**EXERCISE AIM**
Please answer these questions about the two's complement thread below:
1. Which processor does everything in the thread refer to?
2. What does the first answer call replacing -x-(-y) with the simpler y-x?
3. In unsigned arithmetic, what does a carry out of the most significant digit mean?
[Start of DOCUMENT EXTRACT]
Difficulties with Two's complement in Assembly

Question

Everything discussed here will refer to Intel 8085 (8-bit architecture).

When using two's complement number "conversion" :

1.) If we take SBI 0F (subtraction) for example; immediate value 0F(hex) or 15 is subtracted from A register, which is loaded with 3C(hex) or 60. How will the microprocessor know whether e.g. 3C is equal to 60 (00111100) or -60 (11000100 --> invert+increment) which is actually 196 (which actually doesn't "fit" in 8-bit system)?

2.) Does the CPU or ALU consider the minus conversion when calculating equation like: -x-(-y)=z which transforms into -x+y=z ? If it does, how does it process the equation?

Answer 1

First, the CPU just does what you tell it. Someone else has to translate an expression into CPU instructions.

Second, -x-(-y)=z and -x+y=z are equations (relation formulas), not assignment statements, at least in most languages I can imagine off hand. An expression like y-x is typically assigned to a variable looking something like var z = y-x;.

Third, what you're talking about, that -x-(-y) can be replaced by the much simpler y-x, is what we call optimization, and the CPU doesn't do that. Optimization comes as part of translation of the assignment or expression to the target CPU. Translation of expressions is rather large job in the general case. The translator has to concern with honoring the rules of the high-level language, while also accommodating the limitations of the underlying processor (for example, large expressions may require more temporary storage than available within the CPU, so memory must be employed). There is also no guaranteed best possible code sequence for the translation, and one translator may do better than another for any given expression.

---

Lastly, for operands of signed types, the processor will interpret operands whose high bit is set as negative, and those not set as positive, but, the fact is that for addition and subtraction, the processor doesn't actually care if the operands are positive or negative, because the logic to add or subtract positive vs. negative (even signed vs. unsigned) is the same. That is, for one, one of the advantages of 2's complement numeric representation of the integers.

If you issue an add instruction it will add regardless of the sign of the operands. The only time the sign is significant is if you want to interpret the overflow results or were doing a comparison. Then you have to know whether you were dealing with unsigned or signed numbers (but this doesn't require dynamic information as to positive vs. negative, instead we use static information as to signed vs. unsigned by the types of the operands). (Further, it only make sense to ask if a number is negative if the value is of a signed type as unsigned types hold values that are always non-negative).

---

You might be interested in studying compiler technology as it deals with these issues. The CPU is a complex piece of hardware, but even still, it gets a lot of support from operating systems, compilers, and standards like the various Application Binary Interfaces.

---

From: http://www.nhn.ou.edu/~baron/num_meths/Unsigned_and_Signed_Integers.pdf

There is an interesting consequence to the fact that in 2's complement arithmetic, one expects to throw away the final carry:

• in unsigned arithmetic a carry out of the most significant digit means that there has been an (unsigned) overflow, but

• in signed arithmetic an overflow is not so easy to detect. In fact, signed arithmetic overflows are detected by checking the consistency of the signs of the operands and the final answer. A signed overflow has occurred in an addition if:

  • the sum (addition) of two positive numbers is negative;
  • the sum (addition) of two negative numbers is positive;

• and a signed overflow has occurred in in subtraction if:

  • subtracting a positive number from a negative one yields a positive result; or
  • subtracting a negative number from a positive one yields a negative result.
[End of DOCUMENT EXTRACT]
[Start of STORED ROWS]
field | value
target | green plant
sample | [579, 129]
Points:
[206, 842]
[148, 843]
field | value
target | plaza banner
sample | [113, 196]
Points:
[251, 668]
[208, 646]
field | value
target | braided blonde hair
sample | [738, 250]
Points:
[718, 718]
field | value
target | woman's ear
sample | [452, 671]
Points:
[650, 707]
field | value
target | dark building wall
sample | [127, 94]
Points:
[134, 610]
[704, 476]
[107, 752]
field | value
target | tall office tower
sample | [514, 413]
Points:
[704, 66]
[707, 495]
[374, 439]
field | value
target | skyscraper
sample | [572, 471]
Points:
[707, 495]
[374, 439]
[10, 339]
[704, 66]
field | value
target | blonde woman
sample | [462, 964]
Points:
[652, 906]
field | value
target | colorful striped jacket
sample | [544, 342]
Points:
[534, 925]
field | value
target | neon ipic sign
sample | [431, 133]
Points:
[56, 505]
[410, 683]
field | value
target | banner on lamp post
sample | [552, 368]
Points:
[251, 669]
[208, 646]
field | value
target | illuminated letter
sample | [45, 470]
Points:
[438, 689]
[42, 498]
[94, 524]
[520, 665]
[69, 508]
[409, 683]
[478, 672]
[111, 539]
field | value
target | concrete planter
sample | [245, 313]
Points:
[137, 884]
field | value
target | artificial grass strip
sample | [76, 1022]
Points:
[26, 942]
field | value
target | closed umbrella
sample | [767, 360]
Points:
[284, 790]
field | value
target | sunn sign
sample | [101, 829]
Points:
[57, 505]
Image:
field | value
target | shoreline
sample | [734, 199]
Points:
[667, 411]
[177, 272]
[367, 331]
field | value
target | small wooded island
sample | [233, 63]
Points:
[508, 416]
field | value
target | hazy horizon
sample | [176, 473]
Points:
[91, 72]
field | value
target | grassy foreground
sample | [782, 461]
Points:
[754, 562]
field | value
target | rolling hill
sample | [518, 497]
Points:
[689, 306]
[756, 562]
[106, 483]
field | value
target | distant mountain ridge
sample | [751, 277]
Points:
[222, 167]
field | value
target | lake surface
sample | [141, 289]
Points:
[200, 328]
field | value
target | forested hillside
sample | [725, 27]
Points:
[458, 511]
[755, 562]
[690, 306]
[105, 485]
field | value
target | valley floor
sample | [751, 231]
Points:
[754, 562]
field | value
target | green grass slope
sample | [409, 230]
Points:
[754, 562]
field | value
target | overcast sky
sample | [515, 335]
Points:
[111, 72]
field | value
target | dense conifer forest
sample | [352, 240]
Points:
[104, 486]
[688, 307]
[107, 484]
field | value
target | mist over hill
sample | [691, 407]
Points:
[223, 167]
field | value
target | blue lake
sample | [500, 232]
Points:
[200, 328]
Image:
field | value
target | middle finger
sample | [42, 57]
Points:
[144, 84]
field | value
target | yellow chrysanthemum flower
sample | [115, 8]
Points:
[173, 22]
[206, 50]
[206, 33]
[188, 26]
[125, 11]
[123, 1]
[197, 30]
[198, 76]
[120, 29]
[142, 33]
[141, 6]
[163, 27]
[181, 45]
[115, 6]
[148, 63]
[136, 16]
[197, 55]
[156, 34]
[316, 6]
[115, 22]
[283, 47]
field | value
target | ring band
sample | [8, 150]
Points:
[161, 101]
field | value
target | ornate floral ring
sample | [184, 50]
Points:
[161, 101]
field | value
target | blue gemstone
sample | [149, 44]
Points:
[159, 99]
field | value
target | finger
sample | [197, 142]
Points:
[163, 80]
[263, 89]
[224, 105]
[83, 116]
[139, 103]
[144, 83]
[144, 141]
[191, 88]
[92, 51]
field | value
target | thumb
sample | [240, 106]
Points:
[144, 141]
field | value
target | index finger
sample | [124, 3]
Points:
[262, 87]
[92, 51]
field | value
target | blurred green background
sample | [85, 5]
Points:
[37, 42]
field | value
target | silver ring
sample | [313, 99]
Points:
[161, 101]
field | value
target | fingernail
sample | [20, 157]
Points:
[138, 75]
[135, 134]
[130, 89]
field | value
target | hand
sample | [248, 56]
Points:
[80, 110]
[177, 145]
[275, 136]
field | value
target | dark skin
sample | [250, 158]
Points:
[End of STORED ROWS]
**COMPLETED EXERCISE**
1. The Intel 8085, an 8-bit architecture.
2. Optimization.
3. That there has been an (unsigned) overflow.